_INSTRUCTIONS TO FOLLOW_:
Starting with the line that contains "Trace the outline of every instance of the monkey's chest" and going on through the line that contains "M 439 141 L", give those lines again with "rocky ground" changed to "stony ground" and everything else left as it is.

(Collection entries)
****
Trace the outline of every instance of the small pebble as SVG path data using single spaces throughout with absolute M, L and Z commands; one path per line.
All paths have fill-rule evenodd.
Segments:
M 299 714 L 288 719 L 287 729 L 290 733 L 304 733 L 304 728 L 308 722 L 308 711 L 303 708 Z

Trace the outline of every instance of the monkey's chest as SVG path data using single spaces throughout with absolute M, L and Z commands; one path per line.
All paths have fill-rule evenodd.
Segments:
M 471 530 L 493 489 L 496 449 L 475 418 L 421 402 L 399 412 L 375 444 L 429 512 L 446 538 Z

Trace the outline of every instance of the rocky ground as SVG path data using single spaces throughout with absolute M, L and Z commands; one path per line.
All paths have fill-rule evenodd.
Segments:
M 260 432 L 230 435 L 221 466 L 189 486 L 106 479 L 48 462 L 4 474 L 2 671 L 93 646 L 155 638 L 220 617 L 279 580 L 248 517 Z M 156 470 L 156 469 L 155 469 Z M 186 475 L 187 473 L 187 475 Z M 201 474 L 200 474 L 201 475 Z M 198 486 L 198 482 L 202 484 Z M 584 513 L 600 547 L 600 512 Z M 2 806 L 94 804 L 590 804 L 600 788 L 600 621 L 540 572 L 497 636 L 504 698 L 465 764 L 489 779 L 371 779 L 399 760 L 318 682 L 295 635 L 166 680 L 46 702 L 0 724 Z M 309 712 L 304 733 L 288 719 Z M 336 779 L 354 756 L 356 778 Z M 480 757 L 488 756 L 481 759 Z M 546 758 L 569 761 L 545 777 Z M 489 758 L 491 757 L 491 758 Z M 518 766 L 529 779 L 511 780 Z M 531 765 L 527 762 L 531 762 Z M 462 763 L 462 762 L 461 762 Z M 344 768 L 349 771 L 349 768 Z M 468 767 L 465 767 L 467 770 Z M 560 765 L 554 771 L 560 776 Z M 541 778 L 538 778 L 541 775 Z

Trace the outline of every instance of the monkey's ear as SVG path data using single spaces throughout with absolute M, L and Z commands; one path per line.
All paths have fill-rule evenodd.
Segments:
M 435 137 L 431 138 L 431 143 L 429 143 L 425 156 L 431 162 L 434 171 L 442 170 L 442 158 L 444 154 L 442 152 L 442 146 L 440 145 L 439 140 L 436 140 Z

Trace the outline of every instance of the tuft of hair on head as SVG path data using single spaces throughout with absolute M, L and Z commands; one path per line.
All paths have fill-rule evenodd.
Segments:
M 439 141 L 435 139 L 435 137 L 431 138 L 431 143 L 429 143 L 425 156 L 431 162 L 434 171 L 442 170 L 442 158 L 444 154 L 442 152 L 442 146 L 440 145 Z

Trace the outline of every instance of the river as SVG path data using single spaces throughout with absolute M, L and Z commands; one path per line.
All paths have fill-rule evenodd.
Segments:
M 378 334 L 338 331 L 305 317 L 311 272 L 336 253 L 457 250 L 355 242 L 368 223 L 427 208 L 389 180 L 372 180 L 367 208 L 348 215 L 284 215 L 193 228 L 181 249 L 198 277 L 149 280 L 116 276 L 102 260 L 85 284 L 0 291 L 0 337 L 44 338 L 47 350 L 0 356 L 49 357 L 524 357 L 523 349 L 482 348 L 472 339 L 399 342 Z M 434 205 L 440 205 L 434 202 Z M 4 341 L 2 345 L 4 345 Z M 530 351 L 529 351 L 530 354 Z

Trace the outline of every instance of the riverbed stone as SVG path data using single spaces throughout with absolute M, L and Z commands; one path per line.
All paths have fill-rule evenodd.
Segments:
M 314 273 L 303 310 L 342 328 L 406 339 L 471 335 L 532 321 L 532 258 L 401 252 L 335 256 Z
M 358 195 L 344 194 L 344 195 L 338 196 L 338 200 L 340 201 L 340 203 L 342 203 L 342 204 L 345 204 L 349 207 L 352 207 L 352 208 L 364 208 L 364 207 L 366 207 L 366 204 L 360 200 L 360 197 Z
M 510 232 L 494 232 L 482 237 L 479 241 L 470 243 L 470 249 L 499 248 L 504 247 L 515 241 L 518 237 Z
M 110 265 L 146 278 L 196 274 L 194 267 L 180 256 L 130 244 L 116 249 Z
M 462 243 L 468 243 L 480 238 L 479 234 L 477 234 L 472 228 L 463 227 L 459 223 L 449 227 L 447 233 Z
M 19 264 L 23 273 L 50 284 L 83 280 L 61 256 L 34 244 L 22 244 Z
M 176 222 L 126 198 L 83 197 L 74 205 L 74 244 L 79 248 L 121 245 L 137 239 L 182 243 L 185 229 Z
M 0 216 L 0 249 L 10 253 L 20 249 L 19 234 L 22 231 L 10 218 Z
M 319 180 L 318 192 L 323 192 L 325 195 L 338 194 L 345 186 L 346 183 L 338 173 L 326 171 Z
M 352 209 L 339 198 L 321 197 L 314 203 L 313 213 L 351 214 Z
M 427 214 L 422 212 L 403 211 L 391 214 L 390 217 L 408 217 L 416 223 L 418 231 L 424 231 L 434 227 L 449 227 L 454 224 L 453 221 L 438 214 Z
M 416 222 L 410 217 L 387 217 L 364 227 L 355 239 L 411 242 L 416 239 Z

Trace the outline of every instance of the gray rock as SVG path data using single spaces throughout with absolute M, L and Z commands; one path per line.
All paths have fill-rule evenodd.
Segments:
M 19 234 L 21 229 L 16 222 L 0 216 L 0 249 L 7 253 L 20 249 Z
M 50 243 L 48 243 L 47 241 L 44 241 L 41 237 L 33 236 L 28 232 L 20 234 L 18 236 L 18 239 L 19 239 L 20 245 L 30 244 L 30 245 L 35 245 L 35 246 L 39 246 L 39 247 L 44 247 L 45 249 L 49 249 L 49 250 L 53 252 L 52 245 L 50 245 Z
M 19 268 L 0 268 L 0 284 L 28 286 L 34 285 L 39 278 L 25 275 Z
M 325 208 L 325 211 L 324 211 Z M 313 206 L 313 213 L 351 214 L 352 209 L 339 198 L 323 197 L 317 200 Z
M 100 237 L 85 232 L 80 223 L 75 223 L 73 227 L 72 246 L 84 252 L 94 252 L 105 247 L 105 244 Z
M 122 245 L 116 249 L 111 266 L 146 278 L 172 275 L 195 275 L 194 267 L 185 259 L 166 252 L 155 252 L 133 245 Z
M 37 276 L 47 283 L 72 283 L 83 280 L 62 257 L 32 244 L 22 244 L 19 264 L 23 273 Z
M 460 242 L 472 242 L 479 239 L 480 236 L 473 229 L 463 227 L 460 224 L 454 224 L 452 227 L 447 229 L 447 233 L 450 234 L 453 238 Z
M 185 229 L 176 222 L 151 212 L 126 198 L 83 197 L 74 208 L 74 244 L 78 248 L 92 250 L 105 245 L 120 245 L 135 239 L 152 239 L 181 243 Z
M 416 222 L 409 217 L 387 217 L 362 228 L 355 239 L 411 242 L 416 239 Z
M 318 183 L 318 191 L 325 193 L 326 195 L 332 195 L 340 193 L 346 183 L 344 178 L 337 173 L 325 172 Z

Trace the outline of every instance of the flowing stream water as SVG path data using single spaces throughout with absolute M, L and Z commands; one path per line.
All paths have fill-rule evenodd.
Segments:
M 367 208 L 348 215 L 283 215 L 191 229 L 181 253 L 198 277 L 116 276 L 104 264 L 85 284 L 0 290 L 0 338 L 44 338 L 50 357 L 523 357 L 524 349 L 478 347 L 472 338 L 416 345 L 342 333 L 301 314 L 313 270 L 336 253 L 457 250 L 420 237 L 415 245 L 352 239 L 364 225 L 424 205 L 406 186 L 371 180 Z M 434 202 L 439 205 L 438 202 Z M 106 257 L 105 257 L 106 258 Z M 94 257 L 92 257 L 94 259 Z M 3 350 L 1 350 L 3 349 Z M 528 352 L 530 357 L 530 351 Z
****
_ANSWER IN FULL_:
Trace the outline of every instance of the monkey's chest as SVG path data using single spaces throughout with absolute M, L and Z commands; one path per line.
All paths have fill-rule evenodd.
Segments:
M 471 530 L 493 489 L 496 449 L 475 418 L 421 402 L 399 412 L 375 444 L 429 512 L 446 538 Z

Trace the outline of every instance of the stony ground as SVG path data using single spaces throughout with absolute M, L and Z commands; one path per line.
All paths have fill-rule evenodd.
Segments:
M 260 432 L 230 435 L 221 466 L 189 486 L 106 479 L 48 462 L 4 474 L 2 671 L 93 646 L 155 638 L 220 617 L 279 580 L 248 517 Z M 156 470 L 156 469 L 155 469 Z M 186 475 L 187 473 L 187 475 Z M 201 474 L 200 474 L 201 475 Z M 198 486 L 198 482 L 202 484 Z M 584 513 L 600 547 L 600 512 Z M 2 806 L 94 804 L 590 804 L 600 788 L 600 621 L 540 572 L 497 636 L 504 698 L 465 764 L 489 779 L 371 779 L 399 760 L 318 682 L 295 635 L 166 680 L 46 702 L 0 724 Z M 309 712 L 304 733 L 288 719 Z M 336 779 L 354 756 L 356 778 Z M 480 757 L 488 756 L 481 759 Z M 546 758 L 569 761 L 545 777 Z M 489 758 L 491 757 L 491 758 Z M 518 766 L 529 779 L 511 780 Z M 531 765 L 527 762 L 531 762 Z M 462 763 L 462 762 L 461 762 Z M 344 768 L 349 771 L 349 768 Z M 468 767 L 465 767 L 467 770 Z M 560 765 L 554 771 L 560 776 Z M 541 778 L 538 778 L 541 775 Z

Trace the outline of every instance of the monkey's ear as SVG path data using single spaces throughout with absolute M, L and Z commands; one path per line.
All paths have fill-rule evenodd.
Segments:
M 435 137 L 431 138 L 431 143 L 429 143 L 425 156 L 431 162 L 434 171 L 442 170 L 442 158 L 444 154 L 442 152 L 442 146 L 440 145 L 439 140 L 436 140 Z

Trace the outline of every instance of the tuft of hair on head as SVG path data using single spaces throughout with absolute M, L and Z commands; one path per line.
All paths have fill-rule evenodd.
Segments:
M 439 141 L 435 139 L 435 137 L 431 138 L 431 143 L 429 143 L 425 156 L 431 162 L 434 171 L 442 170 L 442 158 L 444 154 L 442 152 L 442 146 L 440 145 Z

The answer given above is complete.